━━━ Texto proporcionado ━━━

Barcelona. 20/05/2018. Liceu. Plácido Domingo, Ana María Martínez, Airam Hernández. Dir. musical: Ramón Tebar.

La zarzuela ha vuelto al Liceu. Y lo ha hecho, como no podía ser de otro modo, de la mano de Plácido Domingo. La presencia del tenor madrileño en el teatro barcelonés se ha multiplicado estos últimos tiempos, tras años de apariciones muy esporádicas. A pesar de eso, sus inicios están ligados profesional y sentimentalmente a un teatro que siempre le ha rendido pleitesía. Y es lógico que así sea, pues Domingo se ha asegurado, por méritos propios, una plaza en el Olimpo de los grandes tenores de la historia. Por motivos artísticos, claramente. Pero también físicos o fisiológicos. Y es que su músculo diafragmático debería ser objeto de estudio como fenómeno paranormal porque, a pesar de que la voz ha perdido el esmalte de los años dorados, es admirable observar cómo no hay ni un solo indicio de oscilación en su emisión. Esa milagrosa longevidad muscular le permite graduar sus intervenciones para acabar, siempre, con una nota bien sostenida, algo sin precedentes en un cantante de su edad. Y saber acabar, como es bien sabido, es un arte. Más sabe el diablo...

━━━

# Tareas por realizar:
**1)** En la reseña del concierto de zarzuela en el Liceu, ¿quién figura como director musical?
**2)** Por favor, prosigue la reseña del concierto de zarzuela en el Liceu justo después de su última frase.
Las filas que vienen a continuación son material aparte, sin relación con la reseña.

━━━ Datos registrados ━━━

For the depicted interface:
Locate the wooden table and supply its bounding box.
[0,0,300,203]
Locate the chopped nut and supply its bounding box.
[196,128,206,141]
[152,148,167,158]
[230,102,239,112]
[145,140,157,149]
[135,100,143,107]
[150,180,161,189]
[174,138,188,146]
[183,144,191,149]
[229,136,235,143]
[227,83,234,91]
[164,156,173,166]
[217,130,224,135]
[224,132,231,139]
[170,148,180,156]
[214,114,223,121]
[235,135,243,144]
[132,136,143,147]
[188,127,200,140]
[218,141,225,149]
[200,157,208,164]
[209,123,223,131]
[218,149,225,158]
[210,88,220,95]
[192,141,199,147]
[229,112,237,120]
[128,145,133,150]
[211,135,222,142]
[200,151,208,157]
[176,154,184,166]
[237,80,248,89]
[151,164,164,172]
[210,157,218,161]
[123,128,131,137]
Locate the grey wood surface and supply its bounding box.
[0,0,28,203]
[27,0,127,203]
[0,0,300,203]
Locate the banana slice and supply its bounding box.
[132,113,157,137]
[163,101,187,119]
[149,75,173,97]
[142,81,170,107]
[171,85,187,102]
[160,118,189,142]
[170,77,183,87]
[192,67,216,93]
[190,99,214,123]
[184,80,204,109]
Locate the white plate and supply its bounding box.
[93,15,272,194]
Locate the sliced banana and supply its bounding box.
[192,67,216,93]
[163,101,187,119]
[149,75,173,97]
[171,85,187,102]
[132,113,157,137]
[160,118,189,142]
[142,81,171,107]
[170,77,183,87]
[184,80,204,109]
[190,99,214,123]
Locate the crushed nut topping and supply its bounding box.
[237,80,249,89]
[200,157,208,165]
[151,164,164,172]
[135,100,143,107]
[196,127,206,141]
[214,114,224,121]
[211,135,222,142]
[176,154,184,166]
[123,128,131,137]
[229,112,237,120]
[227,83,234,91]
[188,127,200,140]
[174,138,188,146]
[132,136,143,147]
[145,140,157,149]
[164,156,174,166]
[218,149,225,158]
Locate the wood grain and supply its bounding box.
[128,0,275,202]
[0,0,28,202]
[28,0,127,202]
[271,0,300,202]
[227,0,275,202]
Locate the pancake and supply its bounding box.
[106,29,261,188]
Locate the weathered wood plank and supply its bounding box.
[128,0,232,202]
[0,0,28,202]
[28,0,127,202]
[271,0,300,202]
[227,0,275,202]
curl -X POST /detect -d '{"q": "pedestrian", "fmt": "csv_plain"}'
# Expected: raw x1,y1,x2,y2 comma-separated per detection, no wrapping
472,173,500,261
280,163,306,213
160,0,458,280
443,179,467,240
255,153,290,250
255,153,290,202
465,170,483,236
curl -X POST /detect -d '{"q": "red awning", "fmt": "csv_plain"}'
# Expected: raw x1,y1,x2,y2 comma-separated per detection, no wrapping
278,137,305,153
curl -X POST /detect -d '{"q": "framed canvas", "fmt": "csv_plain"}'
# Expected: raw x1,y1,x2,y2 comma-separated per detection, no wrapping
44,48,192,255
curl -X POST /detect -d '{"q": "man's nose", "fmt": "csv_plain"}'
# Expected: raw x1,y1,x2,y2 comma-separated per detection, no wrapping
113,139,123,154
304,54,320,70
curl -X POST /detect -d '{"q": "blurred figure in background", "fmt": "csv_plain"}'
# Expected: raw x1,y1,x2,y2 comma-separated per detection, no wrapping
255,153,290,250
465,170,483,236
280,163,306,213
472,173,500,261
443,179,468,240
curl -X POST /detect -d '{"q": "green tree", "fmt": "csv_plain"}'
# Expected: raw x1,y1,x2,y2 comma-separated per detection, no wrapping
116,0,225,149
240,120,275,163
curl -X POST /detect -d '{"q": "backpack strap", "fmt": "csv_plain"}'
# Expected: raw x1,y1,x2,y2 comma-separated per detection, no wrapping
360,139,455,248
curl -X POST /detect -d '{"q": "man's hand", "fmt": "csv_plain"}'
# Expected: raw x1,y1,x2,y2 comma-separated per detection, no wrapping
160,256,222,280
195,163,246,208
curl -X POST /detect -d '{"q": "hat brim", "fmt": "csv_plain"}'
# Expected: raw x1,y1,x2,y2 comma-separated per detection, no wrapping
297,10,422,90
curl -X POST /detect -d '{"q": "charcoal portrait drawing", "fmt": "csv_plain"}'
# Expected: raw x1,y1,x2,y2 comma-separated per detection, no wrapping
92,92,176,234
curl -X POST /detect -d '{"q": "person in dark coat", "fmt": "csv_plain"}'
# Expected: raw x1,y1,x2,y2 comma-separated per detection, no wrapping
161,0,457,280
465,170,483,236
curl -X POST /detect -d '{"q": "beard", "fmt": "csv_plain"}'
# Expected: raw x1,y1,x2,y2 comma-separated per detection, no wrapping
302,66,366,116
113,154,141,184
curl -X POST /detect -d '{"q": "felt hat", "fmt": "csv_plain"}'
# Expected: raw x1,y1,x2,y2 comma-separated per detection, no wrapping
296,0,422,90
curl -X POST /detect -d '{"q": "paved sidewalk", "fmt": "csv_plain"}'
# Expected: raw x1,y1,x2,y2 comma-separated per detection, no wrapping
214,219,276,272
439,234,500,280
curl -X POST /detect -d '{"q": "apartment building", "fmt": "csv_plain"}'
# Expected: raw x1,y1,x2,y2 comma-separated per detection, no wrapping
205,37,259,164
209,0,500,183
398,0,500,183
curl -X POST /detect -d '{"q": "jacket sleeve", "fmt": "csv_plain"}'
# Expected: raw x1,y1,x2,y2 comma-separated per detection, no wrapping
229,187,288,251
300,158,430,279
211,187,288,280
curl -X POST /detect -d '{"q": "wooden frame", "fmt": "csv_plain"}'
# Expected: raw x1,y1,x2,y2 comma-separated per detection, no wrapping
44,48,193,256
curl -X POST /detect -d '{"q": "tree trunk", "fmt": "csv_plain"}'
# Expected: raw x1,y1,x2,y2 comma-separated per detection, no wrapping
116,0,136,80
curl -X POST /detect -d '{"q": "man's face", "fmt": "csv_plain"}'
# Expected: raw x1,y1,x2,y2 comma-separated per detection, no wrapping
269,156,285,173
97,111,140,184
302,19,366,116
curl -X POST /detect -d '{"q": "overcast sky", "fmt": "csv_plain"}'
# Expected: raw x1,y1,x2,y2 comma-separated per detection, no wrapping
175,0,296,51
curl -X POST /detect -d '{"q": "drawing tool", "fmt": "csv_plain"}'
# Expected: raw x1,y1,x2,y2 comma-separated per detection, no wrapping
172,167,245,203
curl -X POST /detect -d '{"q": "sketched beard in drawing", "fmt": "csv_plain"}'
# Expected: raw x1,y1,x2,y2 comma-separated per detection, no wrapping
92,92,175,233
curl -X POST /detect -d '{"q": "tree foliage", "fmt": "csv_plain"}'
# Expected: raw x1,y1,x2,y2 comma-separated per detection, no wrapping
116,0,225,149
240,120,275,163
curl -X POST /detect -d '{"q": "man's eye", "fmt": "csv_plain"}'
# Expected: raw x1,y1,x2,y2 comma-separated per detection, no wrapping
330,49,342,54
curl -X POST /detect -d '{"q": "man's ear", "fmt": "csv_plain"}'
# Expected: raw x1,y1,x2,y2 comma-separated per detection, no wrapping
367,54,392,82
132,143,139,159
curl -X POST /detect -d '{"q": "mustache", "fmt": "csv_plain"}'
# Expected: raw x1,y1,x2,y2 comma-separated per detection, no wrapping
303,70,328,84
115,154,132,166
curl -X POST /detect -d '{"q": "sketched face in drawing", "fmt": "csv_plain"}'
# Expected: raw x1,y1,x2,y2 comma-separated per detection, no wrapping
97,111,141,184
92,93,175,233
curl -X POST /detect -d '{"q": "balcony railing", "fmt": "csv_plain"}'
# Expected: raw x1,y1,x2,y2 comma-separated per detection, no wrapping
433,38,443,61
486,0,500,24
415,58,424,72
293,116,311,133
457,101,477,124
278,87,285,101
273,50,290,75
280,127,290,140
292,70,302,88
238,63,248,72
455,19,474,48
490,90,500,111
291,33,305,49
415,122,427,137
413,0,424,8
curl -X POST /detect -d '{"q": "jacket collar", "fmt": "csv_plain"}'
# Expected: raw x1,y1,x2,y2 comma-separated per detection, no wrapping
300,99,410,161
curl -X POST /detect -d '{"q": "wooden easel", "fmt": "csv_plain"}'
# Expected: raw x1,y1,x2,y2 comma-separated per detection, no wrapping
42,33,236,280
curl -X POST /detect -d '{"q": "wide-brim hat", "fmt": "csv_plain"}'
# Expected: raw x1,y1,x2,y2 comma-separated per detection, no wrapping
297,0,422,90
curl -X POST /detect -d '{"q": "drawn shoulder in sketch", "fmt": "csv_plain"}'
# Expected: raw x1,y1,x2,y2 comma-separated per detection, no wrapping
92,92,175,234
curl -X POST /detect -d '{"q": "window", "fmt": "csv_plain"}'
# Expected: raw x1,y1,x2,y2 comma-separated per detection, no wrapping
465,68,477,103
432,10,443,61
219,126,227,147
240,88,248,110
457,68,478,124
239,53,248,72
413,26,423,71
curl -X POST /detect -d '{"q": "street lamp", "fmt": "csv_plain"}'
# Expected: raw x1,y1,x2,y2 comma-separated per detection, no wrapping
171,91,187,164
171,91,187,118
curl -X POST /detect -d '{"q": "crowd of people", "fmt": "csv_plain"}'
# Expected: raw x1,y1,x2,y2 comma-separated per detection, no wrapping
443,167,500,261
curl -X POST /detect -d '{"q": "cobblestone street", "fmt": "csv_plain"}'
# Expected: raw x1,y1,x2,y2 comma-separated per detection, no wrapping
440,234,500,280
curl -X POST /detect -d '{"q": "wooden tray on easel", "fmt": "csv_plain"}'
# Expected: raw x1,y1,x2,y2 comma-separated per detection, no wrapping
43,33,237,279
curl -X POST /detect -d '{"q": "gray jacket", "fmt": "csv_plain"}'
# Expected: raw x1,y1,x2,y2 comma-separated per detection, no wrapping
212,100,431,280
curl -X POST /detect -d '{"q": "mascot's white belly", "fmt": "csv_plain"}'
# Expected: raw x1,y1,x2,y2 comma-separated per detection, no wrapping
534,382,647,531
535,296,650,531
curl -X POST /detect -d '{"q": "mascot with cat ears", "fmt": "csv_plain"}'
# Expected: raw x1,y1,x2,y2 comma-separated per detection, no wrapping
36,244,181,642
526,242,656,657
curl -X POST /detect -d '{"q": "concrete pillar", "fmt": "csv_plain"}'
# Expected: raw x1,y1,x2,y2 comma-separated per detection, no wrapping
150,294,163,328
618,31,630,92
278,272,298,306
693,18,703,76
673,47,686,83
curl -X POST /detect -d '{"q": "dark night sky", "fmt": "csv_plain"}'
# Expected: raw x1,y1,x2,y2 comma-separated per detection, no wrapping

━━━

# Respuestas:
**1)** Ramón Tebar.

**2)**
El otro factor que juega todavía a su favor es, obviamente, que hay cosas que nunca se pierden. Y el fraseo, la elocuencia dramática, la frase bien cincelada, la palabra perfecta e instintivamente matizada, son algunas de esas cosas. Muestra de ello fue su propina final, seguramente lo mejor de la noche, Amor, vida de mi vida, de Moreno-Torroba. Y es que Plácido tiene eso: cuando crees que ya no puede dar más de sí, cuando la fatiga se hace evidente y el sonido es cada vez más mate, de repente saca el tarro de las esencias para poner en pie al personal. Genio y figura.

Del resto de su actuación resaltar su primera intervención (La del Soto del parral), en la que se mostró fresco y expresivo, mientras que Mi aldea, de Los gavilanes, le planteó más problemas de tesitura. No hace falta recordar que, actualmente, Domingo canta de barítono (incluidas las páginas de tenor, como fue el caso de La tabernera del puerto, claramente bajada de tono y adaptada a su tesitura), pero, así como en sus interpretaciones verdianas a la voz le falta empaque baritonal, la tesitura del barítono de zarzuela, más aguda y brillante, cercano a lo que los franceses llaman el bayton-Martin, se adapta como un guante a las características del tenor.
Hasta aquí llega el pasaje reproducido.